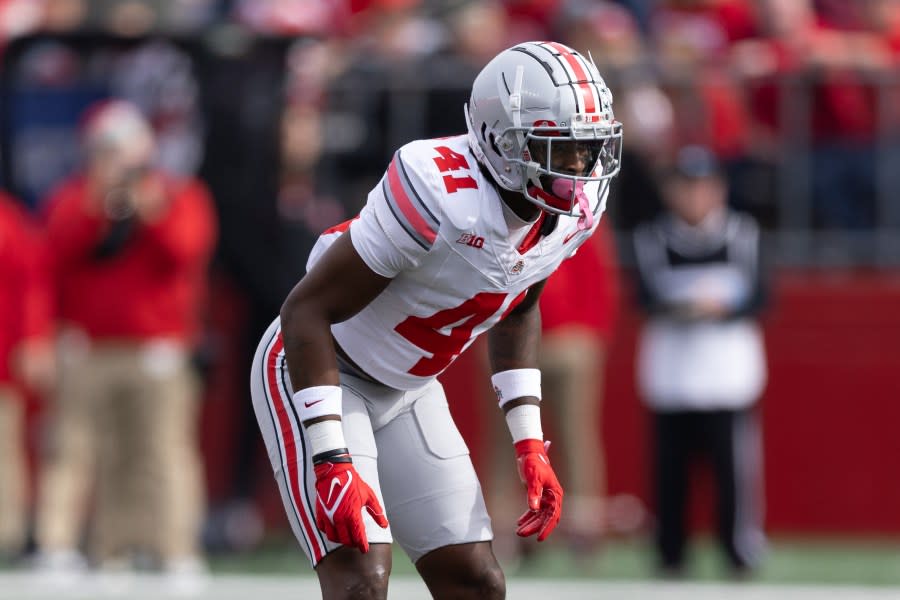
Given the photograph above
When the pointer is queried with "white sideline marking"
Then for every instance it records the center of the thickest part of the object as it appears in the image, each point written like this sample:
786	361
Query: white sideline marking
28	586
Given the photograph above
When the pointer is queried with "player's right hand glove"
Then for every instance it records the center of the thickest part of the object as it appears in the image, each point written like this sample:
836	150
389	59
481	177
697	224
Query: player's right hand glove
544	491
341	496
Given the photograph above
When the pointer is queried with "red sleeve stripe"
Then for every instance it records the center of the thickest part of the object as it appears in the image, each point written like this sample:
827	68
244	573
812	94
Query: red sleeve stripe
417	221
340	227
290	432
579	76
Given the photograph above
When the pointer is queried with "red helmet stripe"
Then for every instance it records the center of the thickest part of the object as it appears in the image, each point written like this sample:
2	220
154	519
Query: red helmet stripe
587	94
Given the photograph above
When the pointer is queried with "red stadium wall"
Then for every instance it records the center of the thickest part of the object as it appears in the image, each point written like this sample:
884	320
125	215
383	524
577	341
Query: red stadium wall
830	412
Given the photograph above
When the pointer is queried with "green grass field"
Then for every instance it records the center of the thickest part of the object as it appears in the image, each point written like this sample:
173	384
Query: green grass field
789	561
822	569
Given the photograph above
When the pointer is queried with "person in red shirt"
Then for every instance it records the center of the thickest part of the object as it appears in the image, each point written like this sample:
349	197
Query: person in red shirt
130	247
579	306
26	360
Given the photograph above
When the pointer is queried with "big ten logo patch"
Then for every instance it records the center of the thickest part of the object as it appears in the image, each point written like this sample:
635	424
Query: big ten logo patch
470	239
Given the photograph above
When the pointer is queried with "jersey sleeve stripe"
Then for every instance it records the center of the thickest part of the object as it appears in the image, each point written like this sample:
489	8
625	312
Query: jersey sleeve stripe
401	219
398	196
423	208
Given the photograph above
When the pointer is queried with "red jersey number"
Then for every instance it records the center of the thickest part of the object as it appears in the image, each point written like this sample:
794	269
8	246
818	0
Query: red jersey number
449	160
428	332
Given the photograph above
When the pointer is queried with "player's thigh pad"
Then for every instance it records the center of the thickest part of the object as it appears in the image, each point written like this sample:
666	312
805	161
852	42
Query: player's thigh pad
289	452
433	498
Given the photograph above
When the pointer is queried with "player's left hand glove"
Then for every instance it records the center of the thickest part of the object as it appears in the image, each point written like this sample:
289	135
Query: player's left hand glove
341	497
544	491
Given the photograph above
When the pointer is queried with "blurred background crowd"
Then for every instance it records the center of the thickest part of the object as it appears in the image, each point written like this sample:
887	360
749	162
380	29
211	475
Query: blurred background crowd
168	164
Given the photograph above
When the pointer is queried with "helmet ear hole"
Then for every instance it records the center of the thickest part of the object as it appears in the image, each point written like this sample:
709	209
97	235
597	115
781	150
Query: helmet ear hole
493	142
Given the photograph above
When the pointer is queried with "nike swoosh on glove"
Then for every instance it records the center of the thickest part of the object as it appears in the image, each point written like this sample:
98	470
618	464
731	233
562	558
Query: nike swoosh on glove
544	491
341	496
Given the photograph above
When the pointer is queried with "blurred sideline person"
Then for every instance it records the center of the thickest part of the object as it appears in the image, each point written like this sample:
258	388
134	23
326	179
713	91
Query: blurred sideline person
130	246
578	311
701	364
26	360
459	237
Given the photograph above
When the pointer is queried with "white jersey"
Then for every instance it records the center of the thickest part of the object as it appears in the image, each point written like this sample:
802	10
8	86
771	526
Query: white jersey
435	226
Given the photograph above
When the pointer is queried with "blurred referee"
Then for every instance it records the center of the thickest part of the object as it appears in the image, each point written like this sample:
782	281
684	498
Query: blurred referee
701	364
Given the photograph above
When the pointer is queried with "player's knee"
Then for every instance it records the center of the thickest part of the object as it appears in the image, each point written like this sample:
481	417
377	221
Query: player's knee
354	578
368	584
492	583
484	583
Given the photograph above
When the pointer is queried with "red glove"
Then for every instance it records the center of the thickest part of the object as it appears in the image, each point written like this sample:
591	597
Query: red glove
544	492
342	494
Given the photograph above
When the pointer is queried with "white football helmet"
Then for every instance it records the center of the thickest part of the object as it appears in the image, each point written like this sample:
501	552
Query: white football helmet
540	120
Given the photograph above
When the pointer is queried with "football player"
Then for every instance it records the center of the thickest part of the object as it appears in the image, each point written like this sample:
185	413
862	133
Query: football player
456	240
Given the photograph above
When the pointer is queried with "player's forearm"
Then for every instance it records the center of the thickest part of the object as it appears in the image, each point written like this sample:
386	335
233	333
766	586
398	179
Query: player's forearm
308	346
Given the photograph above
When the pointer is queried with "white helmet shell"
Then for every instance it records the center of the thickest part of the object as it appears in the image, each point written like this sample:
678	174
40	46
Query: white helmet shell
542	94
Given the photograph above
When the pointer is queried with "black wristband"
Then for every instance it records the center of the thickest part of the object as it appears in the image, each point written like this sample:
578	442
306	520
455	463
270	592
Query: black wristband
336	455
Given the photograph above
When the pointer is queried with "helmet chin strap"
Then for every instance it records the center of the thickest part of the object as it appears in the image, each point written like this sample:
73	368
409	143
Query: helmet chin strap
566	188
515	109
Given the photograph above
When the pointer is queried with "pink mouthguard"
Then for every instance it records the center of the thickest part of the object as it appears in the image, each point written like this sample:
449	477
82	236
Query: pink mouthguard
563	189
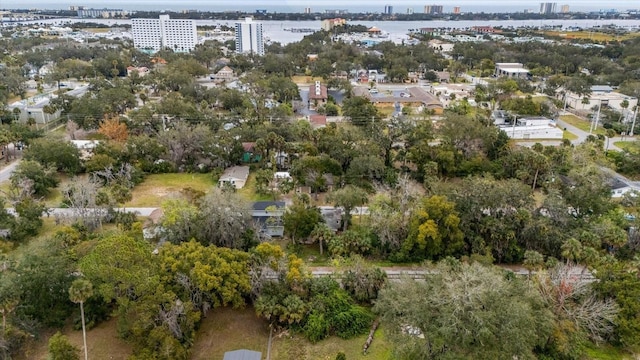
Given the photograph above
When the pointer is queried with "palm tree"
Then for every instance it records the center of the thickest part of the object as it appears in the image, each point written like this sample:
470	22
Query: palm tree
323	234
571	250
79	292
533	260
590	256
610	133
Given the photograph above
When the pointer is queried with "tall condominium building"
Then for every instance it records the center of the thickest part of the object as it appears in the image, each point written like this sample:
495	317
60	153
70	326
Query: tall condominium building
547	8
178	35
433	9
249	37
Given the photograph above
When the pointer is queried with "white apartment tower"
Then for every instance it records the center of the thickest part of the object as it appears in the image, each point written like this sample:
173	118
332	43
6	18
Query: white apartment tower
179	35
249	37
547	8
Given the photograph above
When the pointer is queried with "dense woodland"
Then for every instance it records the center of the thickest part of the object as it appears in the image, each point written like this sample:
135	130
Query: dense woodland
452	193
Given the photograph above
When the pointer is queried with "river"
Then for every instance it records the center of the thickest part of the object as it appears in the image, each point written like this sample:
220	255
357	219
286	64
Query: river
275	30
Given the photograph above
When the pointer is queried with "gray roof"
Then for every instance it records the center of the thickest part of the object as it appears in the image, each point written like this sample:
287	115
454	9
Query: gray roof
263	205
242	355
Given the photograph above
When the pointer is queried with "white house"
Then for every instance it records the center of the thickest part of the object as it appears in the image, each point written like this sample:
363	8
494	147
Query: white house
514	70
235	176
600	96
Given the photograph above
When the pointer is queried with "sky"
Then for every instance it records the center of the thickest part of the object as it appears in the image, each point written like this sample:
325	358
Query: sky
298	5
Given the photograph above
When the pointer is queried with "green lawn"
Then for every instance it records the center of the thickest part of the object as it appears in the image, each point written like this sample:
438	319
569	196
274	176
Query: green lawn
626	145
580	123
159	187
249	191
607	352
102	343
569	135
228	329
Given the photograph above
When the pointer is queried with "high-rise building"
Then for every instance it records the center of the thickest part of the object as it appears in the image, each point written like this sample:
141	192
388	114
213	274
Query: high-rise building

--------------------------------

* **Exercise prompt**
Skip the pictures, then retype every line above exactly.

* **Response to the task**
Given the photograph above
When the pointer is queried with "white sideline marking"
Then for every instance it records the center of the thickest part of the object as it appears in the image, each point written like this sample:
786	361
Query: white sideline marking
28	586
Given the photograph above
When the pointer is queried with "player's right hand glove"
Then for every instance it records the center of the thickest part of the object as it appears in the image, each point written like this sample:
836	150
389	59
481	177
697	224
Query: player's right hand glove
544	491
341	496
Given the photograph above
When the pointer is queried with "red sleeve stripe"
Then for every instance it records the center of the thickest part of the object as it appears in the image, each point written like this sample:
827	68
244	573
812	94
Query: red sleeve stripe
417	221
340	227
290	432
579	76
Given the photograph above
When the pointer is queried with "red helmet stripe"
Then for every instance it records the center of the thickest part of the object as it appears in the image, each point written like this sample:
2	220
154	519
Query: red helmet stripe
587	94
Given the photograph above
When the pointer is queried with "red stadium wall"
Then for every instance it records the center of the thickest part of the object as it appears in the image, each point written like this sample:
884	320
125	215
383	524
577	341
Query: red stadium wall
830	412
Given the photograph above
When the pointer is queried with "green grass field"
Then for every instance it records the center of the thickest part of the object as it appears in the image, each point written like this sample:
173	384
Query: green grass field
789	561
822	569
Given the photograph above
When the pointer is queried with "person in red shirt"
Then for every instance it records the center of the thickest part of the object as it appears in the image, each point written like this sample:
349	197
Query: person in red shirt
130	247
579	306
26	360
Given the photograph above
When the pointer is queried with "big ten logo patch"
Then for every instance it records the center of the thickest part of the object as it appears in the image, each point written like this sample:
635	424
Query: big ten logo patch
470	239
Given the photograph above
When the pointer is queried with "jersey sleeve stripe"
Then for every instance it records the center of the thickest part of the object as it appears in the image, each point written like this sample:
489	8
625	312
Query: jersey sleeve stripe
401	219
398	196
423	208
Given the photograph above
When the pointer is queried with "red jersey number"
Then for every instance it records the center of the thickest part of the object as it appears in the image, each point written like this sample:
794	269
8	246
818	0
Query: red jersey number
449	160
428	332
Given the photograph above
When the pointer is queried with "player's thigh pad"
Then for every instance it records the center of the thickest part of the object as it appears in the image, each point written like this sample:
666	312
805	161
852	42
Query: player's thigh pad
289	452
433	498
Given the photograph above
When the pointer is queried with "player's left hand glove"
Then for every instance it records the center of the thickest part of the object as it appears in the image, each point written like this sample:
289	135
Query: player's left hand glove
341	497
544	491
Given the photograph above
When the pointer is queried with "blurred background crowd"
Then for every instance it records the center of the thickest part of the object as it appears in the image, each point written like this sample:
887	360
749	162
380	29
211	475
Query: blurred background crowd
168	164
Given the photograph above
When the pointer is queried with "helmet ear hole"
Then for every instance it records the center of the thickest part of the object as it appears in the image, each point written like this sample:
709	209
97	235
597	115
781	150
Query: helmet ear hole
493	142
Given the photograph above
When the pointer is queried with "nike swoosh on glove"
Then for every instance it records the center of the thickest part of the object as it appears in the image, each point written like this sample:
98	470
618	464
731	233
562	558
Query: nike swoosh on glove
544	491
341	496
Given the photograph above
When the pointer is queried with "blurred sideline person"
Then for every instance it records the center of the thickest part of the object as it appears in the image, each point written like this sample:
258	388
134	23
326	179
713	91
Query: blurred sideline person
130	246
578	311
701	364
26	360
459	237
Given the photograph above
When the pointer is queried with "white jersey"
Then for every instance it records the center of the thickest part of the object as it appears in the image, each point written like this sample:
802	10
8	86
771	526
Query: white jersey
435	226
Given the photograph above
When the pointer is queried with "blurred referee"
Then for every instance it records the center of the thickest part of the object as it appears in the image, each point written like this sample:
782	281
684	498
Query: blurred referee
701	364
Given the photograph above
When the pointer is queried with "player's knee"
Then for every instance it records the center of the thickest part of the object as it appears in the image, each point written like this sample:
481	417
377	221
Query: player's knee
354	578
368	584
492	583
484	583
Given the photograph above
When the pointer is queried with "red glove"
Then for every instance it records the center of the thickest part of the object as it appears in the image, each point written like this sample:
591	597
Query: red glove
544	492
342	494
Given the photograph above
When the pointer is queried with "white football helmet"
Then for every instance it records the center of the thickest part of the object as it appears in the image, each point written like this sample:
501	552
Query: white football helmet
540	120
Given the photograph above
When the pointer is queried with "football player"
Then for every instance it records the center of the thickest part of the object as it appears in the image, each point written like this sample:
185	413
862	133
Query: football player
456	240
Given the photograph above
When the pointer is queried with "player's forearm"
Then for every instance it records the center of the thickest part of the object as it appears in the image, each point written like this sample:
386	335
233	333
766	586
398	179
Query: player's forearm
308	346
Given the photograph above
When the pointer is queried with "white helmet shell"
Then for every instance it records the center of the thickest part of the object as it appears in the image, each point written like this sample:
678	174
40	46
Query: white helmet shell
542	94
Given the photograph above
When the pointer is queried with "black wristband"
Then for every instance it records the center of the thickest part of the object as it appears in the image, each point written like this sample:
578	442
306	520
455	463
270	592
Query: black wristband
336	455
Given the photograph above
When the pointer is queried with "helmet chin strap"
Then for every instance it records the center of the thickest part of the object as it appears in the image, each point written like this sample:
73	368
409	143
Query: helmet chin strap
566	188
515	109
Given the photograph above
When the pointer is queried with "pink mouthguard"
Then for every instance it records the center of the thickest part of the object as it appears in the image, each point written like this sample:
449	477
82	236
Query: pink mouthguard
563	189
Given the photograph above
When the pointer is queried with "palm tree"
Then for every instance it records the center of the thickest part of the object as it appears in the image, each point written like this sample:
470	22
Query: palm tree
323	234
571	250
79	292
533	260
590	256
610	133
Given the photograph above
When the pointer is queried with "tall condominium building"
Then for every instance it records the center of the thickest part of the object as it appears in the image, each point written like this sample:
495	317
60	153
70	326
Query: tall condominium building
547	8
178	35
433	9
249	37
Given the photograph above
When the pointer is queried with "white apartment tower"
Then for every instance it records the center of the thickest part of the object as it appears in the image, each point written like this sample:
173	118
332	43
6	18
Query: white apartment tower
179	35
249	37
547	8
Given the photograph above
When the pointer is queried with "dense woodland"
Then for every instance it records the center of the thickest part of the object as it appears in the image, each point written like this sample:
135	130
Query: dense woodland
452	193
Given the photograph above
When the pointer is queried with "river"
Then for every instance it records the center of the thickest part of the object as it appears in the image, each point written like this sample:
220	255
357	219
286	64
Query: river
275	30
Given the photograph above
When the pointer is queried with "gray roof"
Then for every instance it records the center of the thickest part of the object as it appears in the image, each point written like this sample:
287	115
454	9
Query: gray roof
263	205
242	355
Given the photograph above
When the pointer is queried with "white house"
Then for every instance it records the center of the thickest part of the object as it appears in the image, each point written like this sample:
363	8
494	147
Query: white house
514	70
235	176
600	96
Given the photograph above
When the pointer is queried with "sky"
Then for every instance it records the center of the thickest part of the object as it appears in the image, each point written like this sample:
325	358
Query: sky
298	5
Given the photograph above
When the pointer is queried with "green lawn"
Then for every instance it records the center of the thickest part of the object as it appears in the image, each point written like this sample:
438	319
569	196
274	176
Query: green lawn
626	145
580	123
159	187
249	191
607	352
102	343
569	135
228	329
Given the photograph above
When the pointer is queried with "high-rise building"
Then for every instance it records the center of the thickest part of the object as it appears in the image, each point written like this sample:
141	192
388	114
213	274
Query: high-rise building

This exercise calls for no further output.